- [PROBLEMS]:
• a. According to the passage on the Punjabi grammar checker, how many sentences were run through the existing system?
• b. Retype the passage on the Punjabi grammar checker from "Based upon certain" up to and including "shown in Fig. 5.", matching every character.

- [TEXT SECTION]:
══════
Based upon certain phrase chunking rules, grouping of texts is done into various phrases. A rule-based protocol is followed here. Different tag sets are used for different cases—like direct or indirect. Polarity of a sentence, i.e., meaning of a sentence is also considered for framing such rules as shown in Fig. 5.

3 Error Checker and Corrections

In this phase, rules keeping into consideration grammatical errors in phrases and sentence level agreement are implemented. Relevant corrections are suggested on the basis of contextual information on occurrence of error, if any. Subsequently in Grammar Checking phase, error detection rules (rule based) are used to detect potential errors and corrections are provided to resolve such errors.

The concept is summarized as shown in Fig. 6.

4 Critical Analysis and Shortcomings

Existing Punjabi Grammar checker detects grammatical mistakes only for simple sentences and lacks support for compound and complex sentences and raises false alarms. It does not have any component for unknown word guessing. Further, it has a limited domain for certain words that affect its precision and recall. Moreover, Spell checking is not available. Also, the structure lacks support for other languages of Modern Indo-Aryan family, like Hindi, Bengali, etc. [32]. The distinct features of such languages are highlighted in the following Table 1.

Table 1 Analysis of Indo-Aryan languages

Full size table

Similar theories were put forwarded for other languages including European ones [35,36,37,38,39]. Existing Punjabi Grammar Checker system is processed against sufficient number of sentences (seventy five in total) collected from a standardized repository (as stated earlier) and the results were disappointing. Chosen sentences are processed at the listed URLs:

The analysis report comprises the count of total number of errors (including false alarm) creeping from individual phases of the Grammar Checker and helps us in visualizing the inefficiency of individual components of the Grammar Checker [40,41,42,43]. The report is projected through the listed Table 2.
══════
- [ENTRIES SHOWN]:
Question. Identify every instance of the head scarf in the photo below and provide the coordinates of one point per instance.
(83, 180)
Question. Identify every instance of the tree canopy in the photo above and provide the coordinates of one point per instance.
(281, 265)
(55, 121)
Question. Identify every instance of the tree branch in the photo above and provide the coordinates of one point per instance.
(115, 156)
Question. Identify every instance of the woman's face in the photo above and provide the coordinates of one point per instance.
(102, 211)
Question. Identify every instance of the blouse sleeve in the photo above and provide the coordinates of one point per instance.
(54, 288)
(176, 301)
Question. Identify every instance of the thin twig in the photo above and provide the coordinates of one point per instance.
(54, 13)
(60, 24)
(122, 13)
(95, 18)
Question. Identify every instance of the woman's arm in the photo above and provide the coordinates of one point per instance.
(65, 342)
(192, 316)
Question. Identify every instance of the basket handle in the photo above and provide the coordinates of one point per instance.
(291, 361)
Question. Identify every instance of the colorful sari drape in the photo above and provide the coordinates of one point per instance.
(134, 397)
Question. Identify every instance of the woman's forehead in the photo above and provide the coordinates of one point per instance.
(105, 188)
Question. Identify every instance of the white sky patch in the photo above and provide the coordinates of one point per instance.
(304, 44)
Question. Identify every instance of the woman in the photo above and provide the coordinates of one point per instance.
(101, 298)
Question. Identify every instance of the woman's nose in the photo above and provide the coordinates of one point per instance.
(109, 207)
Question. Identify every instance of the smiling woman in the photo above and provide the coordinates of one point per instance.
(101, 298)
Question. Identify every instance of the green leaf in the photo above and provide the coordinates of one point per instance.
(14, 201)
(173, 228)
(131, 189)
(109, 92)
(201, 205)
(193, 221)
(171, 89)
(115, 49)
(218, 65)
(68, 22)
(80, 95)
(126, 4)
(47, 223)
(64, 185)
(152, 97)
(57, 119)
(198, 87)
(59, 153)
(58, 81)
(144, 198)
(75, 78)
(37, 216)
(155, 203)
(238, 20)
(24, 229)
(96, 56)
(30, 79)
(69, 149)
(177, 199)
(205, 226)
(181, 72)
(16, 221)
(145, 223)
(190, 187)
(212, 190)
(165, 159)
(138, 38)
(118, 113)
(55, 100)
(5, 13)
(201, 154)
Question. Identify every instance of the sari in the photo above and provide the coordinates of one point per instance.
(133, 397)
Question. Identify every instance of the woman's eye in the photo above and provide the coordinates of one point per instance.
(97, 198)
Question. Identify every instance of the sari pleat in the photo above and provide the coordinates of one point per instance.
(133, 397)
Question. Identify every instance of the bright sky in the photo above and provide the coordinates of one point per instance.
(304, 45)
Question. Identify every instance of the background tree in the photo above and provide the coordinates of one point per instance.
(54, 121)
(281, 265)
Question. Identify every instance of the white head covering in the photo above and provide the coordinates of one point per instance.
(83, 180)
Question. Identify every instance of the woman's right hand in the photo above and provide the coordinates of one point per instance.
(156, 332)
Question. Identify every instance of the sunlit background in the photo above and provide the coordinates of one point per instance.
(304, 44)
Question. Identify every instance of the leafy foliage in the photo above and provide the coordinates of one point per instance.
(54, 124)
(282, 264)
══════
- [SOLUTIONS IN ORDER]:
• a. Seventy-five sentences.

• b.
Based upon certain phrase chunking rules, grouping of texts is done into various phrases. A rule-based protocol is followed here. Different tag sets are used for different cases—like direct or indirect. Polarity of a sentence, i.e., meaning of a sentence is also considered for framing such rules as shown in Fig. 5.